Tasks for this exercise:
1. Translate this sentence from the book review into Spanish: "Harmon structures his book around five key themes found in 2 Peter and Jude."
2. Write the next paragraph of the book review on Harmon's study of 2 Peter and Jude, picking up after its last sentence.

Passage given:
☆ ☆ ☆

A Book Review from Books At a Glance
by Eric Michalls
2 Peter and Jude are perhaps two of the most neglected books in the New Testament. Being located near the end of the New Testament, some may casually skip over these two letters to get to Revelation. Matthew Harmon puts it best when he says, “Many Bible readers conclude that 2 Peter and Jude are best treated like a distant relative that one sees occasionally but never goes out of the way to spend any significant time getting to know.”
Matthew Harmon contributes to the new Crossway series in New Testament Theology with his book The God Who Judges and Saves: A Theology of 2 Peter and Jude. Although short in length, Harmon provides an in-depth look at the major theological themes that tie these two letters together. In the introduction, Harmon contends that “the church today has much to learn from 2 Peter and Jude about how to live faithfully as followers of Jesus.” Since 2 Peter and Jude have extensive overlap in their material, Harmon thinks it best to discuss them together. However, he warns that “we must be careful this shared material not distract us from the different emphases in each letter.” I think this is a wise method for discussing these letters by noting the commonalities between the two letters while also noting how each author has different emphases.
Harmon structures his book around five key themes found in 2 Peter and Jude. Harmon attempts to show how each theme is developed within 2 Peter and Jude, while also trying to set that theme within the scope of the rest of Scripture. His desire is to demonstrate how both Peter and Jude were shaped by the rest of Scripture. Harmon admits that his book has a similar approach as James Hamilton’s book What is Biblical Theology? who defines biblical theology as “the interpretative perspective reflected in the way the biblical authors have presented their understanding of earlier Scripture, redemptive history, and the events they are describing, recounting, celebrating, or addressing in narratives, poems, proverbs, letters, and apocalypses.” Harmon borrows Hamilton’s goal for the biblical author “to catch a glimpse of the world as they saw it is to see the real world.”

☆ ☆ ☆

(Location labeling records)
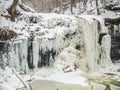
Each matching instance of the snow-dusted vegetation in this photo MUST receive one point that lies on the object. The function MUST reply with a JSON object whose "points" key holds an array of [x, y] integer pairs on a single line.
{"points": [[53, 48]]}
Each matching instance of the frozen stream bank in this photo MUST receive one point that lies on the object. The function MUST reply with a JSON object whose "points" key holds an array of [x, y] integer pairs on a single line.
{"points": [[64, 42]]}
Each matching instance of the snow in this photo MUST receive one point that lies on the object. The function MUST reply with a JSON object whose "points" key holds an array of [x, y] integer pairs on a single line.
{"points": [[59, 34]]}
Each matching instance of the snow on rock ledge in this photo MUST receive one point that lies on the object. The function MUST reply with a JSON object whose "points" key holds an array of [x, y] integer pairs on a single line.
{"points": [[64, 42]]}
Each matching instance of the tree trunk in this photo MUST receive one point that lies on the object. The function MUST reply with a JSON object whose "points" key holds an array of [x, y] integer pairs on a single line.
{"points": [[12, 10], [98, 12]]}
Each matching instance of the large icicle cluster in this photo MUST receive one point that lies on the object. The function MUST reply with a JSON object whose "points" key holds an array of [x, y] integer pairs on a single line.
{"points": [[61, 41]]}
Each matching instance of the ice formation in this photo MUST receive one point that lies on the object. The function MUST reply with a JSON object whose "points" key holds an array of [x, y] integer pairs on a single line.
{"points": [[61, 41]]}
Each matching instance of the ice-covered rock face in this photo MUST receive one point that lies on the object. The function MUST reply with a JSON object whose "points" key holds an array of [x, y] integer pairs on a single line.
{"points": [[64, 42]]}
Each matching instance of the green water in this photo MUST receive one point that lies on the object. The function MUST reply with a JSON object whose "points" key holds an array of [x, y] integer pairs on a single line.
{"points": [[93, 85], [106, 82]]}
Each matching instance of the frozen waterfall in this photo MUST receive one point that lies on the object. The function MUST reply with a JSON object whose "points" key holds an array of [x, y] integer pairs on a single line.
{"points": [[64, 42]]}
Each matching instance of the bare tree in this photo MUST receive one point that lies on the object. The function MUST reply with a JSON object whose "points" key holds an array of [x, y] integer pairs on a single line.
{"points": [[98, 12], [12, 10]]}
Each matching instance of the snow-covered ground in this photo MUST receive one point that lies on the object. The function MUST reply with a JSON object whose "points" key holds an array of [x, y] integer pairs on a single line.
{"points": [[57, 26]]}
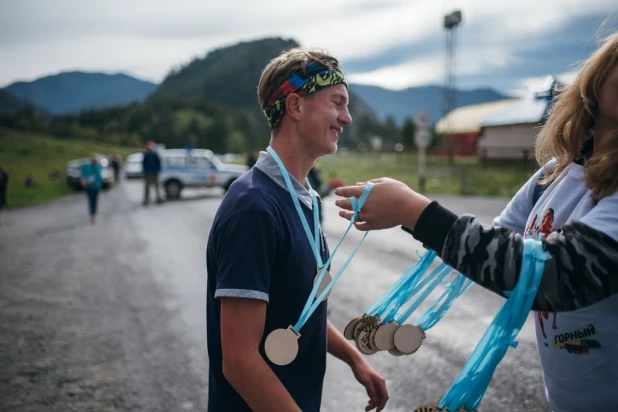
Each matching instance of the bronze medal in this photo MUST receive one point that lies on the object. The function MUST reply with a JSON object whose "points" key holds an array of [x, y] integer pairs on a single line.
{"points": [[360, 325], [385, 336], [372, 337], [362, 343], [348, 332]]}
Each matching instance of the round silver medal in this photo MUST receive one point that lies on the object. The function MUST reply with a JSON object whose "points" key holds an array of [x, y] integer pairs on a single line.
{"points": [[385, 336], [281, 346], [408, 339]]}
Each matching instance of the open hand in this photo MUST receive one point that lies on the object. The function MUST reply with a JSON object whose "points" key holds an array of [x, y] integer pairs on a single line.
{"points": [[390, 203], [373, 382]]}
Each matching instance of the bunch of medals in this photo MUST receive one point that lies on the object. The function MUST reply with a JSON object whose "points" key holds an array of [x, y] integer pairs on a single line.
{"points": [[383, 327]]}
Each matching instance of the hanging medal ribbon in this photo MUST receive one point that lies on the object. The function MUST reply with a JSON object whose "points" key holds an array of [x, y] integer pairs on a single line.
{"points": [[367, 331], [281, 345], [392, 334], [470, 386]]}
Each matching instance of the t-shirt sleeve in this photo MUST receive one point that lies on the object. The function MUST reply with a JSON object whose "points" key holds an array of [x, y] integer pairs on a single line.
{"points": [[245, 253]]}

☆ ☆ ☆

Task-by-task outputs:
1. Harmon estructura su libro en torno a cinco temas clave que se encuentran en 2 Pedro y Judas.

2.
In Chapter 1, Harmon traces the theme of “the Word of God” through 2 Peter and Jude. God gave his people a book and this book is God’s revelation to his people. Throughout the Scriptures, the theme of God speaking to his people is prevalent. From the Garden to the Consummation, God has spoken to his people. At the same time, God’s enemies seek to undermine or dismiss his Word. The serpent deceives Eve by undermining what God has said in the beginning to Satan’s destruction in Revelation. Harmon comments, “In the entire period between Eden and the new Eden God’s enemies actively seek to discredit or dismiss the word of God.” Even in 2 Peter and Jude, their opponents in some way try to undermine or dismiss the word of God, yet Peter and Jude voraciously defend the sufficient Word of God to their people. Harmon provides three characteristics of Scripture that tie these two letters together: (1) Scripture as Sufficient for Life and Godliness, (2) Scripture as a Powerful Human and Divine Word, and (3) Scripture as the Predictions of the Holy Prophets and the Commandment of the Lord Jesus. While space does not permit me to look at each section in depth, I will make a brief comment about each of these sections. Jude and Peter use Scripture in such a way which demonstrates how Scripture is sufficient for godliness. While their opponents teach the opposite, Peter and Jude’s use of the Scriptures shows its sufficiency for their people. In the second section, Harmon examines how Peter and Jude affirm that the Scriptures are a human and divine product. Jude and Peter use the Scriptures throughout their letter and each author affirms that God is the source of the Scripture, while man is its conduit. The last section examines how Peter “understood God’s word as having a twofold structure that anticipates what today we refer to as the Old and New Testament.” Harmon notes how in 2 Peter 3:2, Peter mentions the “predictions of the holy prophets,” which should be understood as a reference to the Torah, the Prophets, and the Writings. The next reference is 2 Peter 3:16 where Peter acknowledges Paul’s letters as Scripture of equal authority with the Old Testament.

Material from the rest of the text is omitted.